Excerpted passage:
* Start *
Modelling and Analysis of Machining Characteristics of En-8 Steel in Drilling Process

Modelling and Analysis of Machining Characteristics of En-8 Steel in Drilling Process

Vol. 2 Issue 11, November – 2013

Modelling And Analysis Of Machining Characteristics Of En-8 Steel In Drilling Process

N. Keerthi 1, Dr. Syed Altaf Hussian 2

PG Student1, Rajeev Gandhi Memorial college of Engineering and Technology (RGMCET), Nandyal Professor2, Department of Mechanical Engineering, (RGMCET), Nandyal, Andhra Pradesh., INDIA.

Abstract En-8 steel is used for forging automobile components like bolts, rods, crank shafts, automobile axle beams, connecting rod etc. when this material is subjected to machining operations, the criterion of minimization of lubricant or coolant is used for pollution free working environment and also to reduce the possible damages of the machine tool slide ways by corrosion. In this, work is divided in three phases. In the first phase the controllable parameters (Spindle speed, feed rates, type of drill tool types (Uncoated HSS, Coated TiN, Coated TiALN), cutting environment (dry, vegetable oil, cutting fluid) which influence the responses (torque, cutting force, surface roughness, material removal rate, power) in drilling of En8 steel are identified and an Artificial Neural Network (ANN) model has to develop to predict the responses. The developed ANN model is to be trained and tested with experimental data of drilling process. ANN tested results are compared with experimental results. In the second phase, the ANN predicted results are analyzed by performing Taguchis S/N ratio analysis. In the third phase, the analysis of variance (ANOVA) is employed to analyze the effect of input parameters on output parameters. This work is useful in predicting the responses while cutting En8 steel materials in drilling processes.
* End *
Instructions to follow:
Translate this sentence from the abstract on drilling En-8 steel into French: "In the third phase, the analysis of variance (ANOVA) is employed to analyze the effect of input parameters on output parameters."

Dataset entries:
* Start *
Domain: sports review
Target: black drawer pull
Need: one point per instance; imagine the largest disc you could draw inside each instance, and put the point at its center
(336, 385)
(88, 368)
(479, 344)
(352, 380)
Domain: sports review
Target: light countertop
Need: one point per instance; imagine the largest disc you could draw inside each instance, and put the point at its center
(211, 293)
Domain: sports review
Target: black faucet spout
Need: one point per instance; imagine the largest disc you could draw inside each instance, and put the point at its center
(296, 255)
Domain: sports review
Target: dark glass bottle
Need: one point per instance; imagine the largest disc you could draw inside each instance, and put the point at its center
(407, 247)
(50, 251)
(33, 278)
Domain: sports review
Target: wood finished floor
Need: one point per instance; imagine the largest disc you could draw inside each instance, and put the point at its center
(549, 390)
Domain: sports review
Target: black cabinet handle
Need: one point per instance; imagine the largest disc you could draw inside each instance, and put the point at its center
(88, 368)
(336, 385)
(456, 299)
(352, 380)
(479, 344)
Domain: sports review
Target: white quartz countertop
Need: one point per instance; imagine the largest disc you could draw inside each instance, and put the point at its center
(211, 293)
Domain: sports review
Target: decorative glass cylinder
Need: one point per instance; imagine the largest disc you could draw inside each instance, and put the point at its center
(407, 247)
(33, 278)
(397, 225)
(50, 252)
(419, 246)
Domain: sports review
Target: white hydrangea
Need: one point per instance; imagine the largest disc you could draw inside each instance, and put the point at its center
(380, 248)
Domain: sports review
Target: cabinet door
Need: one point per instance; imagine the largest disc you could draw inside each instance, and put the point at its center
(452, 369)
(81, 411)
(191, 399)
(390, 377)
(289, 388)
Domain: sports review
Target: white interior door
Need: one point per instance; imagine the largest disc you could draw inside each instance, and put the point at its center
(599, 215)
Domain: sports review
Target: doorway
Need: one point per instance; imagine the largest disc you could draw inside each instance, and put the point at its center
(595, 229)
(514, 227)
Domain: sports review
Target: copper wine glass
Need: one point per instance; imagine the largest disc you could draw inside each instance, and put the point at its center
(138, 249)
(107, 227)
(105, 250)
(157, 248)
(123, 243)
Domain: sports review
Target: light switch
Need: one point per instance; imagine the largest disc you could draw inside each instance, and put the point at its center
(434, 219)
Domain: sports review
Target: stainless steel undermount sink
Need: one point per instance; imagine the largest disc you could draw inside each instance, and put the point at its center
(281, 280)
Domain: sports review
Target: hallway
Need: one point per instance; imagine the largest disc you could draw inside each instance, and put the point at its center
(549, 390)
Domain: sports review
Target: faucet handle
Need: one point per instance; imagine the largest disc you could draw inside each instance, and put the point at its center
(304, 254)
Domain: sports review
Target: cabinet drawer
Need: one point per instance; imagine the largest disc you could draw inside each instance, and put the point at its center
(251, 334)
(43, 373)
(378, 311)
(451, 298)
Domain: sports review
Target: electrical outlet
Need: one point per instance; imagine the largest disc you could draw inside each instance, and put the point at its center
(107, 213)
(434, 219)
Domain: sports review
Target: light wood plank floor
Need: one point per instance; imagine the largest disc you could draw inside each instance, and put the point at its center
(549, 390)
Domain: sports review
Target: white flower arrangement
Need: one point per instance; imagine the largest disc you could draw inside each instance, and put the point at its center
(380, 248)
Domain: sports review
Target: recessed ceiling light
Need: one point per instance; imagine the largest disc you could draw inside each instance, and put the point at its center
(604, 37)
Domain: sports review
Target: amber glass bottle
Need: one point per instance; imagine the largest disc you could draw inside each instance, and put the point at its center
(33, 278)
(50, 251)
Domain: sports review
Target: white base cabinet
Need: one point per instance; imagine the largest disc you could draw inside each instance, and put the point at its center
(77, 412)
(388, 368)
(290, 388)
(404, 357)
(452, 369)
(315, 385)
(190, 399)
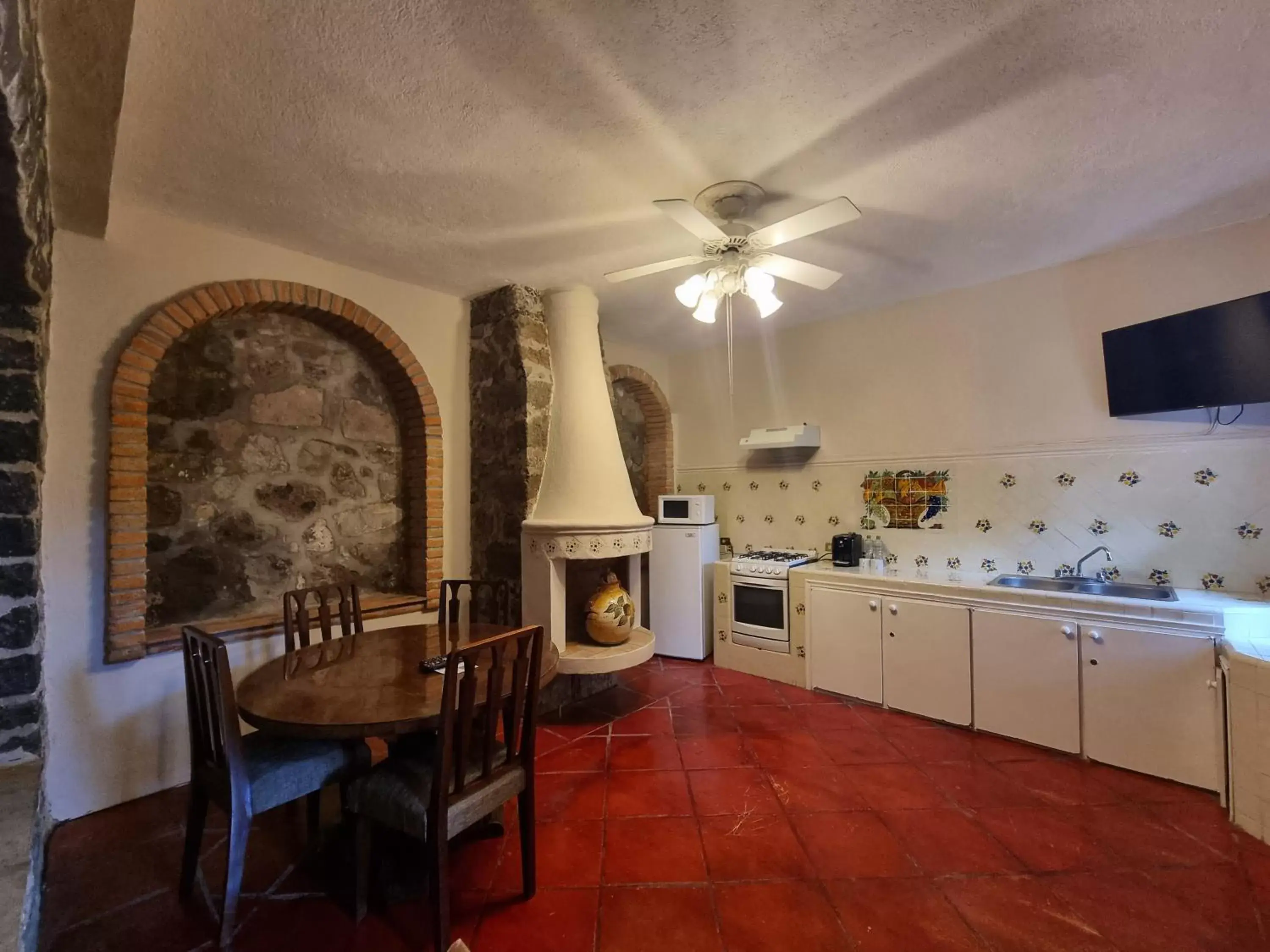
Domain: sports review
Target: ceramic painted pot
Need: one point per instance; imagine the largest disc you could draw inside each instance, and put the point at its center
(610, 614)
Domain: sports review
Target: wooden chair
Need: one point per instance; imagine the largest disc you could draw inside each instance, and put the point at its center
(492, 602)
(296, 620)
(243, 776)
(455, 779)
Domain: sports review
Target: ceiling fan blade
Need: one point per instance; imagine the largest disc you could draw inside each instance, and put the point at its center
(686, 215)
(653, 268)
(793, 270)
(836, 211)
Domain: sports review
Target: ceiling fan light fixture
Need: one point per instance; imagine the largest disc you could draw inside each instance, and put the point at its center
(708, 306)
(690, 291)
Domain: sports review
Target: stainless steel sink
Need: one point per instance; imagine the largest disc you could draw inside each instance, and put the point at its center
(1088, 587)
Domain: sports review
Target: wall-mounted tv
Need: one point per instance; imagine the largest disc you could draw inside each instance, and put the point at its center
(1216, 356)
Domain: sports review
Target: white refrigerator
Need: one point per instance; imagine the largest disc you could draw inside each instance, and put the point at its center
(681, 589)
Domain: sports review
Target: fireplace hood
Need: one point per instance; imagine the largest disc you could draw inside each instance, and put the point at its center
(585, 483)
(586, 508)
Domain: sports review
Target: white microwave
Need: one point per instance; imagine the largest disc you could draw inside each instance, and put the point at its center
(685, 511)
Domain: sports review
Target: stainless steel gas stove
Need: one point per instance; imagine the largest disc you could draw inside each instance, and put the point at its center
(761, 597)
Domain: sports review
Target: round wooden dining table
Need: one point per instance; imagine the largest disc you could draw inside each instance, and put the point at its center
(362, 686)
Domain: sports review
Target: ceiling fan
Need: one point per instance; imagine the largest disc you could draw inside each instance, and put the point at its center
(741, 254)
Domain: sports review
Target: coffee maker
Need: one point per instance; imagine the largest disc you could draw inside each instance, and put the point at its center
(846, 549)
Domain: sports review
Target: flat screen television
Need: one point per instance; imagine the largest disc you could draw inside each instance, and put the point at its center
(1216, 356)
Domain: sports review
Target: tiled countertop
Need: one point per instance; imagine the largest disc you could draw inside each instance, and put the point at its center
(1242, 620)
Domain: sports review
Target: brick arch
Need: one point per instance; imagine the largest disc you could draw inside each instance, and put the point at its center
(418, 417)
(658, 435)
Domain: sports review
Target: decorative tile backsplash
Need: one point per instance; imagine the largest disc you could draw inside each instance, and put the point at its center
(908, 499)
(1190, 517)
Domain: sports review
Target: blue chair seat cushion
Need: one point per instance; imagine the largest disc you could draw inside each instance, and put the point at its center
(397, 792)
(281, 770)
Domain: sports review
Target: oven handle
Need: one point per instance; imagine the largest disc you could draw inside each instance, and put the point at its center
(760, 583)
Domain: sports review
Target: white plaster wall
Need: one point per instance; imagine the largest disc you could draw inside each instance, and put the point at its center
(1004, 367)
(986, 381)
(119, 732)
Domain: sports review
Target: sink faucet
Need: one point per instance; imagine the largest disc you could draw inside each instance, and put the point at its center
(1088, 556)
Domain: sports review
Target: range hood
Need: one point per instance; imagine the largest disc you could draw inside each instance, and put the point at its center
(803, 436)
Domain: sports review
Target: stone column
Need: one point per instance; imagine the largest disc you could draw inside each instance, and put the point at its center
(26, 250)
(511, 414)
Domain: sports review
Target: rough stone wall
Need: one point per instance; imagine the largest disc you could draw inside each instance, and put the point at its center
(633, 435)
(26, 254)
(275, 462)
(657, 442)
(511, 415)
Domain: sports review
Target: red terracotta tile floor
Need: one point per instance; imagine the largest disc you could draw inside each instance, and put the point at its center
(700, 809)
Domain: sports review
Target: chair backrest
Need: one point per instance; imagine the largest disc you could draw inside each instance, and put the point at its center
(215, 739)
(493, 602)
(511, 667)
(298, 621)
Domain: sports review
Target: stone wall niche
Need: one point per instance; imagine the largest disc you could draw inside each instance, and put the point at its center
(266, 437)
(643, 417)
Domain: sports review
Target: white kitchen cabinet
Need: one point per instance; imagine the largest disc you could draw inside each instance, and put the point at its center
(1028, 678)
(926, 659)
(1151, 704)
(845, 643)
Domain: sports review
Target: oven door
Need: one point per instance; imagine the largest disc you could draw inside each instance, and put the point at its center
(760, 614)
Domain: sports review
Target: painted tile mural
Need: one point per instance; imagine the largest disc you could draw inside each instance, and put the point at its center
(908, 499)
(1189, 517)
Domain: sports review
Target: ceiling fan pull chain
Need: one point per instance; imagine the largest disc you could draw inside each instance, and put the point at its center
(728, 305)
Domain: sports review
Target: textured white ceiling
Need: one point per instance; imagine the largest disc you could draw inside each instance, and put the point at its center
(463, 145)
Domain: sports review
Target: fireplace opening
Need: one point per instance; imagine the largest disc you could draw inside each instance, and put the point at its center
(582, 579)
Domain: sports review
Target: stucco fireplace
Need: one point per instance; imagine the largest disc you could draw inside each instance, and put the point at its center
(586, 509)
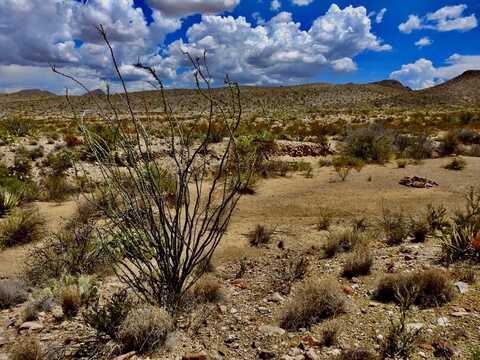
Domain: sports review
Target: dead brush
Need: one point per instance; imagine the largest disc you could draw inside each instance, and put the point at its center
(427, 288)
(313, 301)
(261, 235)
(358, 263)
(291, 272)
(341, 241)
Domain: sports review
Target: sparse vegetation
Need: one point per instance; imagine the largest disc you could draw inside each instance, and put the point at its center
(312, 302)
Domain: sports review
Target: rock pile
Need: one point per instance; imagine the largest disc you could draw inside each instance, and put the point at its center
(299, 149)
(418, 182)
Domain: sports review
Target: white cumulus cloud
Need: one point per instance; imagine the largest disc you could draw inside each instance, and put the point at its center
(422, 73)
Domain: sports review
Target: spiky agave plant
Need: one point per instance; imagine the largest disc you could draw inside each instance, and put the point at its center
(8, 201)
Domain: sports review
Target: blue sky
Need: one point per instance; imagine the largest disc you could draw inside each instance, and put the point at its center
(280, 41)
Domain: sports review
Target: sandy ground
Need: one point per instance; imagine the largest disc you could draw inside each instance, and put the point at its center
(292, 203)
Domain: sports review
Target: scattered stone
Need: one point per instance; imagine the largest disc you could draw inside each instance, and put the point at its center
(31, 325)
(442, 321)
(195, 356)
(418, 182)
(270, 330)
(462, 287)
(126, 356)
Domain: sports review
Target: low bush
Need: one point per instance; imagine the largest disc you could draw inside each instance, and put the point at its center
(341, 241)
(207, 290)
(425, 288)
(343, 165)
(457, 164)
(370, 144)
(11, 293)
(23, 226)
(395, 226)
(27, 348)
(106, 319)
(358, 263)
(260, 236)
(145, 329)
(312, 302)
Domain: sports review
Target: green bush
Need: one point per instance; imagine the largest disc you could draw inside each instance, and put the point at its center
(370, 144)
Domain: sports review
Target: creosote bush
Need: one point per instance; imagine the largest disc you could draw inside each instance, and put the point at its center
(23, 226)
(312, 302)
(359, 262)
(12, 293)
(425, 288)
(27, 348)
(207, 289)
(145, 329)
(260, 236)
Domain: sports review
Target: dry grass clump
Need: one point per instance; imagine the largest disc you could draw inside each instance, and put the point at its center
(395, 226)
(260, 236)
(207, 289)
(145, 329)
(12, 293)
(426, 288)
(358, 263)
(22, 227)
(456, 164)
(340, 241)
(357, 354)
(314, 300)
(27, 348)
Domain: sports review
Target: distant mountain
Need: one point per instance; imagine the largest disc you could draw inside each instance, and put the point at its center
(32, 93)
(96, 92)
(395, 84)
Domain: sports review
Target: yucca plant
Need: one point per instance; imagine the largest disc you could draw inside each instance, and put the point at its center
(8, 201)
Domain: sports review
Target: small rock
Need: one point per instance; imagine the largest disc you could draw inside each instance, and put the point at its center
(195, 356)
(270, 330)
(442, 321)
(462, 287)
(126, 356)
(31, 325)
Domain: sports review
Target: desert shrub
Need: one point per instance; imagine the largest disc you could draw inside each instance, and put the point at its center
(343, 165)
(106, 319)
(313, 301)
(395, 226)
(8, 201)
(456, 164)
(426, 288)
(22, 163)
(260, 236)
(72, 140)
(145, 329)
(436, 217)
(330, 332)
(402, 163)
(23, 226)
(449, 144)
(459, 243)
(340, 241)
(420, 229)
(27, 348)
(12, 292)
(17, 127)
(400, 341)
(74, 250)
(75, 292)
(359, 262)
(370, 144)
(357, 354)
(207, 289)
(324, 219)
(291, 272)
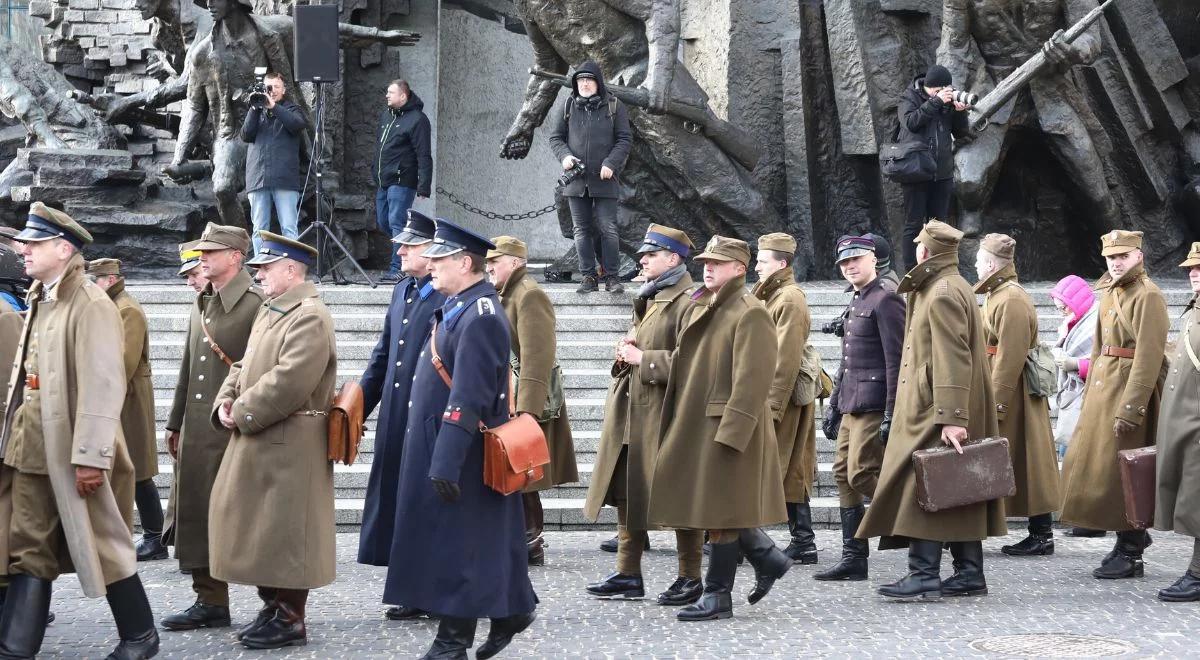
* End *
Result:
Dans la troisième phase, l'analyse de la variance (ANOVA) est employée pour analyser l'effet des paramètres d'entrée sur les paramètres de sortie.